• **PROBLEM DETAILS**
Return every line of the material below that contains the word "wooden", copying each one in full. Case counts, so match only that exact capitalization.

(Data listing)
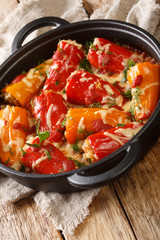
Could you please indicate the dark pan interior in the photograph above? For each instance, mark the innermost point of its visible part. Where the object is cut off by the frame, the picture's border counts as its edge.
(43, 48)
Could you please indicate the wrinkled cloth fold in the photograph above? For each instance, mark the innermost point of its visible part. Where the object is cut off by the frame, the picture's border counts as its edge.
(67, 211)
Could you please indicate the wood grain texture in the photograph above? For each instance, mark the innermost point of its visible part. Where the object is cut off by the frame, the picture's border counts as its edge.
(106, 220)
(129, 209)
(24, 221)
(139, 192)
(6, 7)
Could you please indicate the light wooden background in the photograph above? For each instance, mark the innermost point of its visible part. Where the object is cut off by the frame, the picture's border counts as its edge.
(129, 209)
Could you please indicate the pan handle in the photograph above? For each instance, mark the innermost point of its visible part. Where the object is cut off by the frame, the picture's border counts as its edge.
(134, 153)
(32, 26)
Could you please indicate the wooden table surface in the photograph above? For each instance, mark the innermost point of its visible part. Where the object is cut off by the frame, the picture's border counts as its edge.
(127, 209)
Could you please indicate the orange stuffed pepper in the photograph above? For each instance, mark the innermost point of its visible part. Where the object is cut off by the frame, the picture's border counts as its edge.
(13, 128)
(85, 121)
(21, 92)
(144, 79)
---
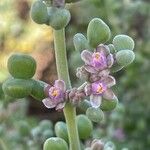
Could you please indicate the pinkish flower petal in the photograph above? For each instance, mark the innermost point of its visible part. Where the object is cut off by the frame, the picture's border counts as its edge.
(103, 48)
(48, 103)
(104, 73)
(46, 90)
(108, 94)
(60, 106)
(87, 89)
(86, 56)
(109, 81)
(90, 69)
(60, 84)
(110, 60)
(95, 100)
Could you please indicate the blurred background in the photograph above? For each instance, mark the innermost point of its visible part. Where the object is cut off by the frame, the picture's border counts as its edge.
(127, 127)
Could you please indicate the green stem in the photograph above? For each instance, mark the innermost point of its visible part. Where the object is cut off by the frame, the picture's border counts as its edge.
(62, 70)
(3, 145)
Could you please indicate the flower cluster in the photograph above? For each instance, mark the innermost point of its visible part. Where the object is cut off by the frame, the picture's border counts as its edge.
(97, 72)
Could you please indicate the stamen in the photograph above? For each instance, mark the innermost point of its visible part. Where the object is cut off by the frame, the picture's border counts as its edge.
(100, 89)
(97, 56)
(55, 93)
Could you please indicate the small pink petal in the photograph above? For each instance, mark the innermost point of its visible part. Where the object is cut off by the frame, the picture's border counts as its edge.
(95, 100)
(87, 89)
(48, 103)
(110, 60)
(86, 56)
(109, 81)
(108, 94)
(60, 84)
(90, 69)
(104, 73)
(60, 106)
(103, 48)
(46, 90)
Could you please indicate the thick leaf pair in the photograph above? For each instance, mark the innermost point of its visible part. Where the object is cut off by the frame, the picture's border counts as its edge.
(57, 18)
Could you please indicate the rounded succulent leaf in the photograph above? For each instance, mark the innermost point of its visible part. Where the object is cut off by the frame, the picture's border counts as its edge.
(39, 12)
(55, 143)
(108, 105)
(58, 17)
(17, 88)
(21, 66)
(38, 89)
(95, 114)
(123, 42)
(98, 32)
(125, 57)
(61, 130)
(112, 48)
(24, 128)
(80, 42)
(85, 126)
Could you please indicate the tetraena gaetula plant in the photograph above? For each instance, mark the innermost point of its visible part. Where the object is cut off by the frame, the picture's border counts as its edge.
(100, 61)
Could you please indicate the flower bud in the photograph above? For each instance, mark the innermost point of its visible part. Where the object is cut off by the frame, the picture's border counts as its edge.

• **TASK ANSWER**
Could you please indicate the light wooden background in the photograph above? For each instance, mark the innermost point of its visible part. Where the object is cut off by the frame, the picture's border counts as its edge.
Could you please indicate the wooden table surface in the photograph above? For each instance, mark the innermost point of its visible part. Where the object is cut off by the frame, the picture's border counts as its edge.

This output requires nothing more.